» EXERCISE OBJECTIVE
Taking the line with "Target: curly coat texture" as the start, reproduce every line until the records end, exactly and with nothing added.

[Recorded data]

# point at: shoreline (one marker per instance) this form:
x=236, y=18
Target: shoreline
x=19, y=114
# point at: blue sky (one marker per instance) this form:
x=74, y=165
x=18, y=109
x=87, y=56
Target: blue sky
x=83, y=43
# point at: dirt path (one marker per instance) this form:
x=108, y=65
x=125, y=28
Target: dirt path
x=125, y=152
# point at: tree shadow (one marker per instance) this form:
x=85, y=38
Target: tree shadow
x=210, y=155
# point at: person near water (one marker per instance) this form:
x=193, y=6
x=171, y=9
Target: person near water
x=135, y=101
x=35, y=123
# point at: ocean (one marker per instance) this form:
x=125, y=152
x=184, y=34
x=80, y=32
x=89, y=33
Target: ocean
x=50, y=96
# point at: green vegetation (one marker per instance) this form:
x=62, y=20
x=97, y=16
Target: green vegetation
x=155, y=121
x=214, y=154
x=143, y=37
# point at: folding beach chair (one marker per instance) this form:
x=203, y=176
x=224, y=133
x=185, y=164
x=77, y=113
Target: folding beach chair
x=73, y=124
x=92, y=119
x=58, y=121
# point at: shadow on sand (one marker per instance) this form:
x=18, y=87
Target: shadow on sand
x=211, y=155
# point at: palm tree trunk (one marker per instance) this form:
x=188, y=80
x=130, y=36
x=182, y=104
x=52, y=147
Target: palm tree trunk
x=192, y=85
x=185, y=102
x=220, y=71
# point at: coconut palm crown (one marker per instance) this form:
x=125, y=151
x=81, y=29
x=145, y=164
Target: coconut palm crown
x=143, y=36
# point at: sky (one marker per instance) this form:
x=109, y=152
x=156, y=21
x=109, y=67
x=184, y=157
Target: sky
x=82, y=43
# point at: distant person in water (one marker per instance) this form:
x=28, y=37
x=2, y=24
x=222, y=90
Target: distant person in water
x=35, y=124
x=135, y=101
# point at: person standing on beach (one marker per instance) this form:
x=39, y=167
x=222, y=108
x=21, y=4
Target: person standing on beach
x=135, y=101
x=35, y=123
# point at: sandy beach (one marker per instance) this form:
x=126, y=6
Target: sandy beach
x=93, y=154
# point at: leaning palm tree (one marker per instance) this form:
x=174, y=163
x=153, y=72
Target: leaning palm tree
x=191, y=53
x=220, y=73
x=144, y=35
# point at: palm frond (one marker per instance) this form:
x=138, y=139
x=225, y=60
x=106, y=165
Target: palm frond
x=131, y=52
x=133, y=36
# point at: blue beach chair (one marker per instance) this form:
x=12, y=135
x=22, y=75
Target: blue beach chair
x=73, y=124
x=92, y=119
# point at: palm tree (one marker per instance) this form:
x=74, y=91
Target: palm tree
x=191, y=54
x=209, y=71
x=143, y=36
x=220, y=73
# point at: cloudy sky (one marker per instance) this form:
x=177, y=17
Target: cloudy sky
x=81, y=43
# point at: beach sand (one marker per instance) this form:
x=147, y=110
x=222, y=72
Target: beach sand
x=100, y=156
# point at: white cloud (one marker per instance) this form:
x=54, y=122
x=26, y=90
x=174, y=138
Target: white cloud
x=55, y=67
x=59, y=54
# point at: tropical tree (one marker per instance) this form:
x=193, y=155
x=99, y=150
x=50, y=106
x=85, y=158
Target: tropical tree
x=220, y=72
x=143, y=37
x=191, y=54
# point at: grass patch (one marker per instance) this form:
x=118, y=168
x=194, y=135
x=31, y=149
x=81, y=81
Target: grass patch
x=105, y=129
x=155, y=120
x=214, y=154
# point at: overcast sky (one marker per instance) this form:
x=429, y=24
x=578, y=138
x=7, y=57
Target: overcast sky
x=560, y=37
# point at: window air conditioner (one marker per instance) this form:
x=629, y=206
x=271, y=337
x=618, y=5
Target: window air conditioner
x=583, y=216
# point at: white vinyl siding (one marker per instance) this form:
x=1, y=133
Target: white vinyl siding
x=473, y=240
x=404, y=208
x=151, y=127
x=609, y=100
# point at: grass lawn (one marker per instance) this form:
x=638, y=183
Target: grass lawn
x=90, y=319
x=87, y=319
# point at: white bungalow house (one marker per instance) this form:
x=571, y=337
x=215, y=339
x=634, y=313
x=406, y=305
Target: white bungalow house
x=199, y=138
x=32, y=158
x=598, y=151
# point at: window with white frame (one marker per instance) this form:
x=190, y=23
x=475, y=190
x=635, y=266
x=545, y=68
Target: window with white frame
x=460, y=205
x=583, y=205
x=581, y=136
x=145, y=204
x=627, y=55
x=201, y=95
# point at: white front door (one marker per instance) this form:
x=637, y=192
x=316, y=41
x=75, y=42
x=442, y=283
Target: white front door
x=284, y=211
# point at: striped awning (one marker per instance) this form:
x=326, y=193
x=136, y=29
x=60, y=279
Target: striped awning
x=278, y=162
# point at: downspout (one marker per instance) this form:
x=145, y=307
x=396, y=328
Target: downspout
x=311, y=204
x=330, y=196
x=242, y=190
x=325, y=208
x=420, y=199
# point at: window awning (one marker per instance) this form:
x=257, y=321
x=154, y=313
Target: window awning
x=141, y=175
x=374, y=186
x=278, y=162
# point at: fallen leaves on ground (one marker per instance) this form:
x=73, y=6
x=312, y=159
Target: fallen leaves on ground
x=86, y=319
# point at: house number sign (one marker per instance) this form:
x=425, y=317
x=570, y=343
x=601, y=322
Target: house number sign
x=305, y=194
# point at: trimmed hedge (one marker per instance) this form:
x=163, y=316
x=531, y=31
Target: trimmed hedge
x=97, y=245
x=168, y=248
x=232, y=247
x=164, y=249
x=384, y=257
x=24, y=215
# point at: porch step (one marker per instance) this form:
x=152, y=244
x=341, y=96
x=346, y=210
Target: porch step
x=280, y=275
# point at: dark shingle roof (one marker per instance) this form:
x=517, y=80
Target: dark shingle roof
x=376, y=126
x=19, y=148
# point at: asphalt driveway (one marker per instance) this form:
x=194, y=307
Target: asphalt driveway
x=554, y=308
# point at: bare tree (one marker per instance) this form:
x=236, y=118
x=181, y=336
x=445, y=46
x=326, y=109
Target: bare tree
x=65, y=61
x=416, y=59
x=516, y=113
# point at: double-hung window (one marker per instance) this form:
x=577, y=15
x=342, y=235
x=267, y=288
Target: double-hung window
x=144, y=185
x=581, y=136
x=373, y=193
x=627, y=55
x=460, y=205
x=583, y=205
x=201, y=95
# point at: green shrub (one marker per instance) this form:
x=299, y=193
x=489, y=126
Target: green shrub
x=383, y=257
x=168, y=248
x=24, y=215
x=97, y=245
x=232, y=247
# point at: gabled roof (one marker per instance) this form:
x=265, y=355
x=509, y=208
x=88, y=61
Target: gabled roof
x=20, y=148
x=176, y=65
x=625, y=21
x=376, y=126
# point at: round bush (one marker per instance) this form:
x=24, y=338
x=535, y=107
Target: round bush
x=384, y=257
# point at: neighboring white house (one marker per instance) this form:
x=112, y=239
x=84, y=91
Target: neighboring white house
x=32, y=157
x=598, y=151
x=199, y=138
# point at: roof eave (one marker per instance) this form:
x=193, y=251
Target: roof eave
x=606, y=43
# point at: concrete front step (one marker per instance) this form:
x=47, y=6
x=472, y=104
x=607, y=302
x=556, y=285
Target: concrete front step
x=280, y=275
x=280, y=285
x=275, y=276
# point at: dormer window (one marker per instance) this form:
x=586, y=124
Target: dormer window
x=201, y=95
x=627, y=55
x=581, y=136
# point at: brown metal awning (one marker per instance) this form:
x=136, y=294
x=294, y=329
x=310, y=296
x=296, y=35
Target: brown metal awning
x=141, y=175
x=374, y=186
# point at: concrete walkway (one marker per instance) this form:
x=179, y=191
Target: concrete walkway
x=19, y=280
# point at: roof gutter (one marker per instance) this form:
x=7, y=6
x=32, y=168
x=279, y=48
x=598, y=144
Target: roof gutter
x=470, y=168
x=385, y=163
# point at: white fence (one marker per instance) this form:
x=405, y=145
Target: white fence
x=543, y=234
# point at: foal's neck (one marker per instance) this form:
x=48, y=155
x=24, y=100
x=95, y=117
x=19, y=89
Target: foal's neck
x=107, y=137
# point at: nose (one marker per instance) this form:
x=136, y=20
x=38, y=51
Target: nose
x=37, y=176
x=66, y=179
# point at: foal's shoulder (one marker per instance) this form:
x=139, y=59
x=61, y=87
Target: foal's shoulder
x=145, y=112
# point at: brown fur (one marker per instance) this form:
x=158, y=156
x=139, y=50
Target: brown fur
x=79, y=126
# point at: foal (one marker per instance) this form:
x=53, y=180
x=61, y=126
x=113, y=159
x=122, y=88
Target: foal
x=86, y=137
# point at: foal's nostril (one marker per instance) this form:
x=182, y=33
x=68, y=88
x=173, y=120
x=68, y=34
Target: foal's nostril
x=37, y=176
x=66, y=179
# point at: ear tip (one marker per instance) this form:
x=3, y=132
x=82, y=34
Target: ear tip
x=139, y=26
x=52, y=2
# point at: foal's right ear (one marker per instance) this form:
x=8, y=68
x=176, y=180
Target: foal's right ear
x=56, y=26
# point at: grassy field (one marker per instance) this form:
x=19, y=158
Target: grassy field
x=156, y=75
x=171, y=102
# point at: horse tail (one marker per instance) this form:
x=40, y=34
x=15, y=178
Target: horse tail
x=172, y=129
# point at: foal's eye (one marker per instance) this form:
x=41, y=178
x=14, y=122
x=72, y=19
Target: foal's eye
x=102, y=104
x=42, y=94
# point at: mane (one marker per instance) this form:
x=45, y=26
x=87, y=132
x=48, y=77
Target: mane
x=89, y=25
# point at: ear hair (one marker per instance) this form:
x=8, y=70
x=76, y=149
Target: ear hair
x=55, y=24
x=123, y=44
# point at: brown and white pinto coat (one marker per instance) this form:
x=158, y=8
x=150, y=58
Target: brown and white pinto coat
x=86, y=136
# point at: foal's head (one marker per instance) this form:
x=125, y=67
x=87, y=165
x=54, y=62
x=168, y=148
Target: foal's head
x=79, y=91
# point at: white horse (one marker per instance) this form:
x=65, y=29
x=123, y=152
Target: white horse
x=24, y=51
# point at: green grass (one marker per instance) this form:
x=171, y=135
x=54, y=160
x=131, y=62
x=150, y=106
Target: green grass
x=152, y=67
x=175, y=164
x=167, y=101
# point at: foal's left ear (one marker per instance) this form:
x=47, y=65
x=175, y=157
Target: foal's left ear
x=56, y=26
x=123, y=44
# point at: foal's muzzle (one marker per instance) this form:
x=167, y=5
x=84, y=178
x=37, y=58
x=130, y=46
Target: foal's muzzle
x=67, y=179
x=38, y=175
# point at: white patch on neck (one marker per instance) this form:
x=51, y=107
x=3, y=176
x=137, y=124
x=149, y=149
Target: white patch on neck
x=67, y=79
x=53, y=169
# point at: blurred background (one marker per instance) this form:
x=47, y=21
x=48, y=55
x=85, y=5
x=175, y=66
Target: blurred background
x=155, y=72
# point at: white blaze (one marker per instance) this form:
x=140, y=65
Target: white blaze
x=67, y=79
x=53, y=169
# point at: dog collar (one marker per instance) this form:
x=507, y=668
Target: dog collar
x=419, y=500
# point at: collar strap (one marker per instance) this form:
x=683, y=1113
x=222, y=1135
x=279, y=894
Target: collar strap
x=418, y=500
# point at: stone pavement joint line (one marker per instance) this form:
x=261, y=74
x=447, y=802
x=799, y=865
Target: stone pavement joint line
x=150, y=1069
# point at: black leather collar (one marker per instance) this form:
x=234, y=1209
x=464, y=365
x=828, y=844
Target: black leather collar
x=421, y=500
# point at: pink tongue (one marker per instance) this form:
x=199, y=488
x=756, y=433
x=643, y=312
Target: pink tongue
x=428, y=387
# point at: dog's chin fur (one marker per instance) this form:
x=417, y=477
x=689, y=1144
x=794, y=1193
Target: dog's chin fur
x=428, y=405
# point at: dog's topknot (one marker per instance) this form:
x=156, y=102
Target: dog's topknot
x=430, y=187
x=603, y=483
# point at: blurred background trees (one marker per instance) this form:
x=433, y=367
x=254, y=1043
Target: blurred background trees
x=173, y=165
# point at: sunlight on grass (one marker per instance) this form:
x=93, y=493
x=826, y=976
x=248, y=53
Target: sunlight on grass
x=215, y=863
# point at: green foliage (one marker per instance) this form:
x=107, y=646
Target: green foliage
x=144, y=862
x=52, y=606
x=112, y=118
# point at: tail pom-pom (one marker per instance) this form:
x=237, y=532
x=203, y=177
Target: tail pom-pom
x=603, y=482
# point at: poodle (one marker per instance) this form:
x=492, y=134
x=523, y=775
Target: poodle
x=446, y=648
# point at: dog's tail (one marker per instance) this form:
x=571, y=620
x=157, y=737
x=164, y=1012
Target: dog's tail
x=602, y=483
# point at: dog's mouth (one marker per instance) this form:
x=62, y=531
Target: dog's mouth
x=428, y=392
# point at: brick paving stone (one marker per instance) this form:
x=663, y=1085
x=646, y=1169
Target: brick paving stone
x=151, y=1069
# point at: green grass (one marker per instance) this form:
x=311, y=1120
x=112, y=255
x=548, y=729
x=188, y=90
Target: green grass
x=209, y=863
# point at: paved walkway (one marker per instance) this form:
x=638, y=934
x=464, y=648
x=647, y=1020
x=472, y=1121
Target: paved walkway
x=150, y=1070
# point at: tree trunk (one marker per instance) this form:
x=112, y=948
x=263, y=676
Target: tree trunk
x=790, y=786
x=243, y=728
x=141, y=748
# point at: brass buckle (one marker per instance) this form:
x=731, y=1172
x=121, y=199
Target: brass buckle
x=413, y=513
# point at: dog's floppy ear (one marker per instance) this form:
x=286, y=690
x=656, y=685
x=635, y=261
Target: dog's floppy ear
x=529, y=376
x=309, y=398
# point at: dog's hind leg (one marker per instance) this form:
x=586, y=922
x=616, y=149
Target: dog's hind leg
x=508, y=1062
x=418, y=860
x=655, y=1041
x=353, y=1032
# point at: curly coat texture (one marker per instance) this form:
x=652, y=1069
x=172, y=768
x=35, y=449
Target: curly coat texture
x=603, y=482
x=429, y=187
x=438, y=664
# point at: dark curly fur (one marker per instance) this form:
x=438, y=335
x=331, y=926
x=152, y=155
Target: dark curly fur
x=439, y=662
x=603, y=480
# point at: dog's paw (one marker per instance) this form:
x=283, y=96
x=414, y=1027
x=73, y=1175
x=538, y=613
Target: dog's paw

» RESPONSE BOX
Target: curly coat texture
x=603, y=482
x=429, y=187
x=438, y=664
# point at: dark curly fur (one marker per instance) this form:
x=438, y=335
x=331, y=926
x=152, y=155
Target: dark curly fur
x=439, y=662
x=603, y=480
# point at: dog's paw (one marker per instance) this form:
x=283, y=96
x=414, y=1027
x=73, y=1175
x=538, y=613
Target: dog's paw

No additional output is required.